Jesus's Humor - Part Six - Exaggeration
A lot of humor is based on exaggeration. This exaggeration often suggests the funny physical gestures that accompanied it when it was delivered. Much of what Jesus says is "over the top" and it wouldn't have convinced anyone at all if the people of his time didn't see the humor in it. A lot of his words would have simply come across as crazy to a general audience if it wasn’t made entertaining.
People clearly "got" Christ's exaggerated humor for centuries and centuries. Remember, the movement was started with Jesus’s words written in Greek. People read it and understood his exaggerated illustrations as entertaining. It wasn't until Christianity was "tamed" by an established dogma that the humor and exaggeration were largely filtered out of his words. The Greek Bible became the Latin Vulgate and, in the process, more formalized. That process continued as the Vulgate gave birth to the various translated Bibles including the KJV, with every version focusing on the "religious" issues of its particular age.
Simple Exaggeration
Humorous exaggeration can be very simple, sometimes so simple that people miss the humor in it. Repetition, the topic of my last article on Jesus’s humor, is a simple form of exaggeration. I recently watched an interview with Elon Musk on the Babylon Bee, and they discussed Musk’s tweet that he was starting a candy company. He followed this tweet with another tweet saying, “I’m really, really serious.” He explained that the repetition of “really” was a giveaway that he was joking.
In hearing this, I instantly connected it with Jesus’s repetition of “amens” in the Gospel of John (an example here). Since the word means “honestly,” exaggerating it by repetition is a clue that it was offered as self-deprecating humor. Notice, however, how this gets translated out of the NIV, which translates “honestly, honestly,” as “very truly.” This hides the humor making Jesus’s words seem more “normal” and less quirky. Personally, I prefer the real Jesus, the quirky one. Since this repetition of “amen” is seen consistently in John and missing in the other Gospels, I suspect the other Gospel writers edited out the repetition as unnecessary, not realizing the importance of its humor, even though it is a small thing.
More Foreful Exaggeration
No one can read Jesus’s verse about seeing a speck in our brother's eye while missing the beam or plank in our own without being struck by how exaggerated it is. It is easy to imagine this being performed in front of a crowd with Jesus acting as if he has a "beam" in one eye. This is very broad humor, slapstick, but Jesus wasn't afraid of embarrassing himself by seeming childish or, as he said, “the child of the man.”
Unfortunately, people reading Jesus today take every humorous exaggeration as serious. For them "a beam in the eye" is something that has to be explained logically, rather than as something absolutely typical of Jesus’s humorous exaggeration. So, people don't hear the "weeping and gnashing of teeth" as a humorous exaggeration to make a point, as much as the Truth, with a capital "T."
+++
SHORT TASK A:
List every version or translation of the Bible named in the article on Jesus's humorous exaggeration.
SHORT TASK B:
Extend the article on Jesus's humorous exaggeration past its final sentence.
The listing isn't needed for anything here.

Object location annotation listing
+++
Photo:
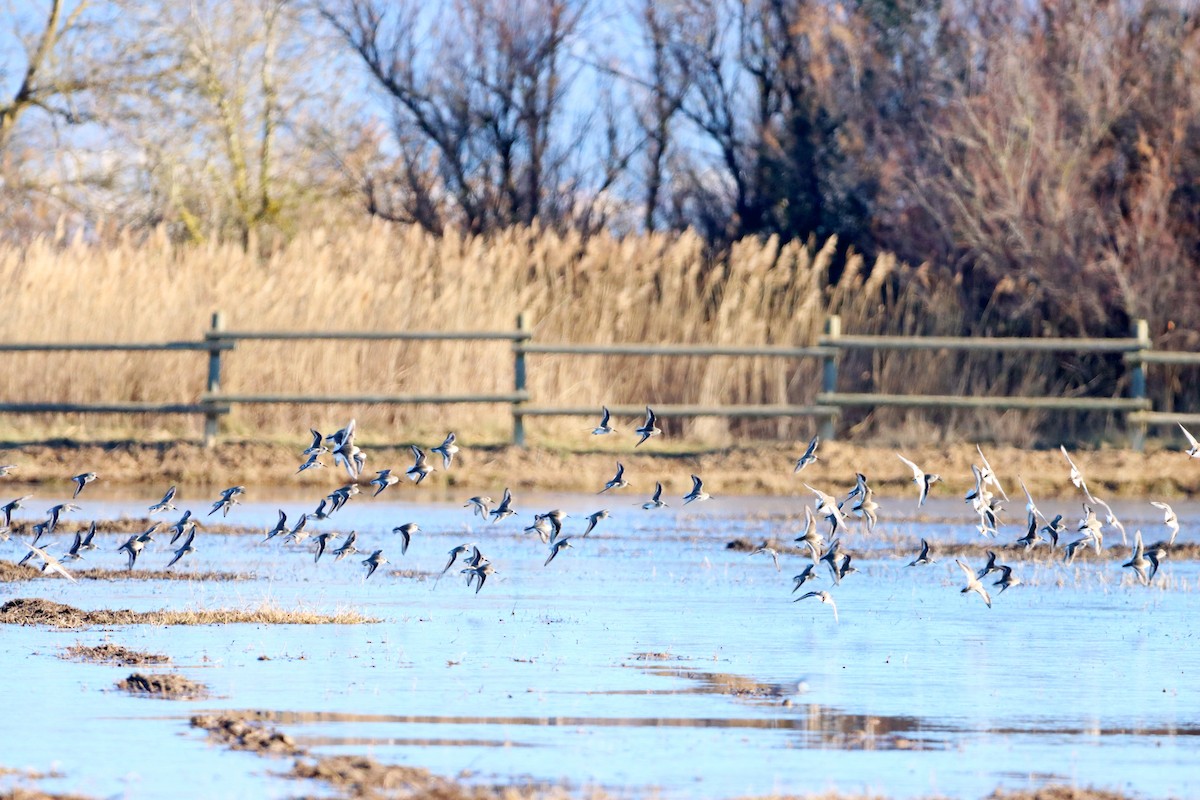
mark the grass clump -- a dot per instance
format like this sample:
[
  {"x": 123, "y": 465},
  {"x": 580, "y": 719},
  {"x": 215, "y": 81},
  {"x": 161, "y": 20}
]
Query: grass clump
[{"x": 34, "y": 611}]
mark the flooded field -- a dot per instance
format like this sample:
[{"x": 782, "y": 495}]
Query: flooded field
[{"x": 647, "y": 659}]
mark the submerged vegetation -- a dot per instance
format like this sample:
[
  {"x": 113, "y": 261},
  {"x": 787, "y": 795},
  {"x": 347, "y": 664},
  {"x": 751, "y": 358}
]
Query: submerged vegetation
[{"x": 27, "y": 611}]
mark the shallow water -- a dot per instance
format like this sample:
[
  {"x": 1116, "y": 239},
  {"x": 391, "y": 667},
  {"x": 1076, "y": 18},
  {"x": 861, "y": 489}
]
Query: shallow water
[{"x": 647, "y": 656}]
+++
EXERCISE OUTPUT A:
- The Greek Bible
- The Latin Vulgate
- The KJV
- The NIV

EXERCISE OUTPUT B:
Taking such phrases seriously makes Jesus sound like a really grim character, but that is not the way he acts. He acts as though he was the groom at a wedding feast. His first miracle was changing water into wine. People had already drunk all the wine, but Jesus saw it as important that the party continue. Not only that, they needed better wine! This is not the action of a grim, judgmental person.
An exaggerated grim phrase is converted into a light-hearted one. A great repeated example of this is the phrase translated as, "Woe to you." Jesus uses this phrase many places, most noticeably in his response to religious leaders in Matthew 23:13-39. "Woe to you" sounds properly judgmental, but does its exaggeration in repetition give it away as being said light-heartedly? The Greek term translated as "woe" is ouai, oὐαί, which is an exclamation of grief, but see how close this is to the Yiddish, oy-vey, which expresses both sadness and humor. In English, we might use "boo-hoo to you" in a similar way. Knowing this, I cannot help but hear this speech to Pharisees as anything but a humorous takedown, performed in the style of a Yiddishe momma. Oy-vey to you who hear Jesus as delivering this as a cold diatribe.
The Most Extreme Exaggerations
Jesus's discussion of getting rid of “members” from the Sermon on the Mount is a great example of extreme exaggeration with clearly sexual overtones. We may miss the humorous sexual overtones today, but at the time, everyone listening understood exactly what he was saying.
The context for these statements was committing adultery “in the heart” by staring at a woman, desiring her. This leads to a verse about where that lusting starts—the eye.
"So, if it is your eye ," Jesus said,"that trips you up. Pluck it out! Toss it away!"
It is easy to imagine him acting out this plucking and tossing. But then he goes on.
"Because it is altogether better to have your ‘member’ destroyed," he said. The Greek word "member" doesn't describe an eye, any more than our word “member” does, so he likely paused here as his audience figures out the member to which he is referring. "Than have your whole body tossed into the Gehenna!"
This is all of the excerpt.